Ahmad Nateghi (احمد ناطقی; born 1958) is an Iranian photographer and photojournalist, who is best known for his photos of the Iran–Iraq War.

== Life ==
Ahmad Nateghi was born in 1958, in the south of Tehran. He started photography as a teenager in the 1970s. Nateghi graduated from the Faculty of Fine Arts of the University of Tehran in the field of directing.

In the years 1978 to 1980, during the Iranian revolution and the beginning of the Iran-Iraq War, he photographed several big events as an amateur. He started professional photography when the Islamic Republic took power, and became the head of the photo department of the Islamic Republic News Agency in 1983, and during the Iran-Iraq war, he recorded many famous photographs. His unique photos of the Halabja massacre made him famous. He took the infamous photo of Omar Khawar. His last street exhibition was held 21 years after the Halabja tragedy in 2009 in the same places where the incident happened, which he was welcomed and surprised by the people of Halabja. After holding the exhibition in Halabja, Ahmad Nateghi was searching for the living people of his pictures for two years and he found 7 of them in his most famous pictures, and after talking to them, he prepared pictures of them and a collection of other Halabja massacre pictures along and made it into a collection titled "The Sound of Silence" in Persian, Kurdish and English.

* _AVAILABLE DATA_:
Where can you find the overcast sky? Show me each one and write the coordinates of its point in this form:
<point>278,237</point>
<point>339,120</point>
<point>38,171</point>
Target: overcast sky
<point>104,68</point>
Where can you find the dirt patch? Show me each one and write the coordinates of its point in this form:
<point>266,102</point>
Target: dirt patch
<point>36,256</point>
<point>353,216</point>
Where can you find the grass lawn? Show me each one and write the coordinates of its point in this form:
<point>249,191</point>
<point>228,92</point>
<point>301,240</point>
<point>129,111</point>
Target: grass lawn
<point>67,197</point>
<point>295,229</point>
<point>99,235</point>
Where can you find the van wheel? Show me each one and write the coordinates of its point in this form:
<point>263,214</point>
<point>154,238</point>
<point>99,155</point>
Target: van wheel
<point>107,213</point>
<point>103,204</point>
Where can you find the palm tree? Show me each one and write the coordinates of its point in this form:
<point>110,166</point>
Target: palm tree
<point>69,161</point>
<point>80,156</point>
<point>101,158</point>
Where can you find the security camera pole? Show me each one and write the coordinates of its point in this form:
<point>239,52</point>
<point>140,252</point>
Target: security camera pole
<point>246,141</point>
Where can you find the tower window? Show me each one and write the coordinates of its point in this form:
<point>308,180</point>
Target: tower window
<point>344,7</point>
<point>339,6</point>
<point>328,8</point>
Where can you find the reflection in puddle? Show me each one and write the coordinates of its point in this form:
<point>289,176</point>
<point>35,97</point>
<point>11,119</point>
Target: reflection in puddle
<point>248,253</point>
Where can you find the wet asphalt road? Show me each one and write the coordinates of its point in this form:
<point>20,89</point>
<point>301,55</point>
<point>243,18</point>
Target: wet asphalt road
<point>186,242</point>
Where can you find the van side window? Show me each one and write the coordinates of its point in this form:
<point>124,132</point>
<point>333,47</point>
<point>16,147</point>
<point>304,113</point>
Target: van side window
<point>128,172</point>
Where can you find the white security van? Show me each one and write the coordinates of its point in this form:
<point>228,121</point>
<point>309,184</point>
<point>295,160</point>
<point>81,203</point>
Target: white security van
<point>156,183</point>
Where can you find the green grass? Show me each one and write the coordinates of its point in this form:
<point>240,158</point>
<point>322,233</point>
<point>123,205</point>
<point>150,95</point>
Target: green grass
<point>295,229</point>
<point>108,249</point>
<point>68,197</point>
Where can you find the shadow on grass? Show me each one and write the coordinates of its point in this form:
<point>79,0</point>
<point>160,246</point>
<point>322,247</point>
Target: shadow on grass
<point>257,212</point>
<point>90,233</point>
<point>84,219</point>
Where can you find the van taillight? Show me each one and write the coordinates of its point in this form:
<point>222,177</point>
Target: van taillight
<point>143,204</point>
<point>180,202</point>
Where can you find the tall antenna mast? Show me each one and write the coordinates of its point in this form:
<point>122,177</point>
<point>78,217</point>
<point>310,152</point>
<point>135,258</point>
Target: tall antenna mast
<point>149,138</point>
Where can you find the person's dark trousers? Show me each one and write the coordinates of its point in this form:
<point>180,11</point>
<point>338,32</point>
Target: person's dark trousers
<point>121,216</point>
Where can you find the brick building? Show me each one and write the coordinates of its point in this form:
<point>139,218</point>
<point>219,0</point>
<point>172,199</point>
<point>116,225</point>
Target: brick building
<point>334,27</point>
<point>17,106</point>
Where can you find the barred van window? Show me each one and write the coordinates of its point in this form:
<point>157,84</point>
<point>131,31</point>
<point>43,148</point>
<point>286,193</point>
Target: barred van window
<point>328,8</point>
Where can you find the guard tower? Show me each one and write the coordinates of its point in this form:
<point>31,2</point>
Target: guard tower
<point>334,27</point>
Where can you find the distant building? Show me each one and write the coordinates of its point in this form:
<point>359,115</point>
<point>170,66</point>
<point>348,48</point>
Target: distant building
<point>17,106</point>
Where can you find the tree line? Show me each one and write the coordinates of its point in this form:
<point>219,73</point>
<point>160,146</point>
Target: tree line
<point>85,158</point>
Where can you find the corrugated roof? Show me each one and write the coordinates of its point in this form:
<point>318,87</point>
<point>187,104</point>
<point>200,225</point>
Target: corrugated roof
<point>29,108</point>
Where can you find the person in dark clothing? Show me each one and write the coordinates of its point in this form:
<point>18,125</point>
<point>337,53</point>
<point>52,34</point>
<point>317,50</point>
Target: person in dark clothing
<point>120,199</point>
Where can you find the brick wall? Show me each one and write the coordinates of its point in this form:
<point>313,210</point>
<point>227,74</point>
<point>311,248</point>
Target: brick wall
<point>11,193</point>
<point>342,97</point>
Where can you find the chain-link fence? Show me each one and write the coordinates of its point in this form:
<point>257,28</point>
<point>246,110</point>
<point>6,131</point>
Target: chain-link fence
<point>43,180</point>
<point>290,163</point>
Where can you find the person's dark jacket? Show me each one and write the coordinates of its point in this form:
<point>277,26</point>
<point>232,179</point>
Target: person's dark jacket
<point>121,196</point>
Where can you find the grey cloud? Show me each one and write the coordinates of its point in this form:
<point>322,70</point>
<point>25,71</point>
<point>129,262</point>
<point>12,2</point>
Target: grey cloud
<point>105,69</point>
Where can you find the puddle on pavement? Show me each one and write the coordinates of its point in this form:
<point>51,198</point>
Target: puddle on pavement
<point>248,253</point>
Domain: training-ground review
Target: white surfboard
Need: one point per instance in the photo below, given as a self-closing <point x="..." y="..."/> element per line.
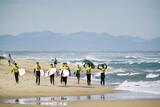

* _THE PROBLEM_: According to the text about Ahmad Nateghi, in what year did he become head of the photo department of the Islamic Republic News Agency? The records have no connection to the text about Ahmad Nateghi.

* _EXERCISE RESPONSE_: 1983